*Recorded data*.
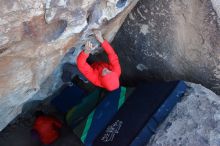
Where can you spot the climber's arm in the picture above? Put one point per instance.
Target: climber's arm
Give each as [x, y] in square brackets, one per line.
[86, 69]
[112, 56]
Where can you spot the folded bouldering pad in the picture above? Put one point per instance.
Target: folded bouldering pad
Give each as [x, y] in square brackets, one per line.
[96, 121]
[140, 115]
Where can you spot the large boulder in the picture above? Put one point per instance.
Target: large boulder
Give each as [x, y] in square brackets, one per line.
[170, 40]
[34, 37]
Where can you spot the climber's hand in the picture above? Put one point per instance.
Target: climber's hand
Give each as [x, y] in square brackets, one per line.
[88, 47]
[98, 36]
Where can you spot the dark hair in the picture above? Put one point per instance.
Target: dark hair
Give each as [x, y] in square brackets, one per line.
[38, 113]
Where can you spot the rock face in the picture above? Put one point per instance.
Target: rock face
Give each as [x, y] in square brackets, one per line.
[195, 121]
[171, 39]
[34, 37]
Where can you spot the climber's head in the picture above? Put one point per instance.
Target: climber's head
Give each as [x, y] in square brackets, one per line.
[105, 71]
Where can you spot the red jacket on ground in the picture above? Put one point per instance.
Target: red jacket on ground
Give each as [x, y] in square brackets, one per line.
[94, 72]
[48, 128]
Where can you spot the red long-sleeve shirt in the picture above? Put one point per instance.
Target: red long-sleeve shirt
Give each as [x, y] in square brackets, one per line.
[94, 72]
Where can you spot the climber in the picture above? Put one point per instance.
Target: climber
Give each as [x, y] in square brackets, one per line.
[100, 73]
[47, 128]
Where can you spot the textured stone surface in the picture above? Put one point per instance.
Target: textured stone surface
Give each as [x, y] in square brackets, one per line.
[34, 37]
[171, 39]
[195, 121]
--
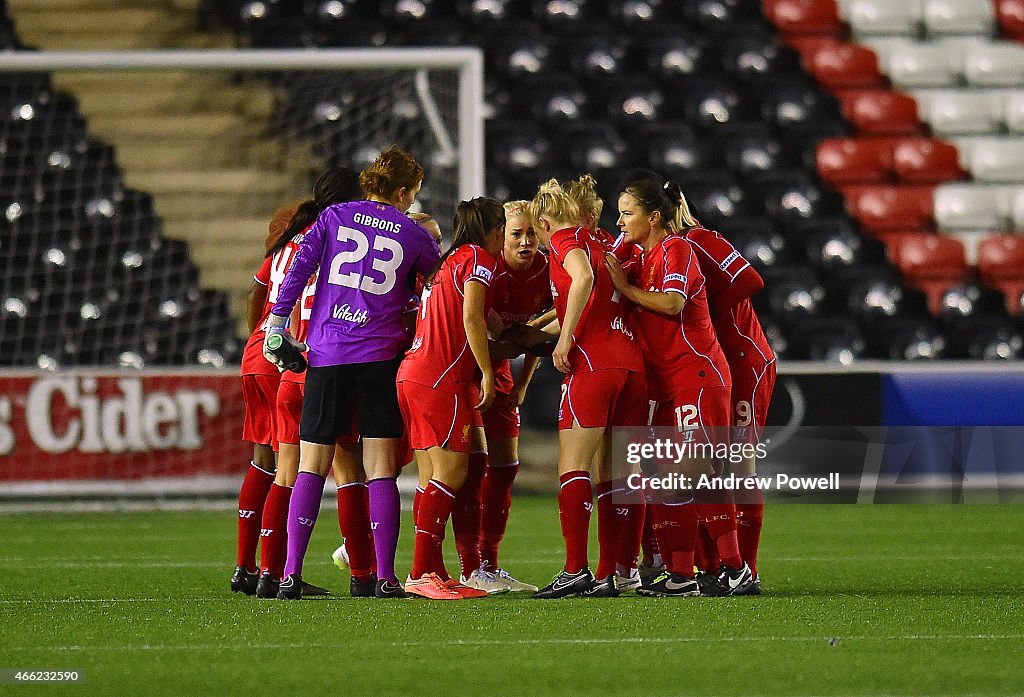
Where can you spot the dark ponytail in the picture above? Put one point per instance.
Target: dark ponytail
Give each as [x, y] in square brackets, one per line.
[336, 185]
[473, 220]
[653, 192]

*Exercise*.
Go through the records above and return every line that holds the string "ponytail".

*Result*.
Where can you spot the dark ponytail in the picture above? Put one point per instance.
Target: dark ponytail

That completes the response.